GIVEN TASK: Please rewrite these records, replacing "staircase railing" with "banister" everywhere it occurs and leaving everything else unchanged.

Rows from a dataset
▬▬▬▬▬▬
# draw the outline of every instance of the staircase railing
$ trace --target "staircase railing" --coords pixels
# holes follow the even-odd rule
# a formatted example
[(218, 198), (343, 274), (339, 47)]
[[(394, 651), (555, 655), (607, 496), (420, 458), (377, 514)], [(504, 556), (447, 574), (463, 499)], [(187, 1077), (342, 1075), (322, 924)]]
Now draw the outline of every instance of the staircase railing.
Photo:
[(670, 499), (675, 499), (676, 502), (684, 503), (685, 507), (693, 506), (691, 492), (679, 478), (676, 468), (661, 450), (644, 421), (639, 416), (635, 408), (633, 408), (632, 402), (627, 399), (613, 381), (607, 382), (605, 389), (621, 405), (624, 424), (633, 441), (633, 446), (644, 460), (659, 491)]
▬▬▬▬▬▬
PROBLEM SOLUTION:
# draw the outline of every instance of the banister
$ trace --target "banister" --coords pixels
# holes follow the even-odd rule
# a formatted example
[(218, 198), (343, 274), (339, 47)]
[[(394, 651), (555, 655), (607, 496), (420, 458), (377, 514)], [(504, 556), (447, 574), (463, 499)], [(187, 1077), (342, 1075), (322, 924)]]
Now draw the outline of every instance of the banister.
Photo:
[(670, 499), (675, 499), (676, 502), (684, 503), (685, 507), (693, 506), (691, 492), (679, 478), (676, 468), (661, 450), (644, 421), (639, 416), (635, 408), (633, 408), (632, 402), (627, 399), (613, 381), (607, 382), (605, 389), (621, 405), (624, 424), (633, 441), (633, 446), (644, 460), (659, 491)]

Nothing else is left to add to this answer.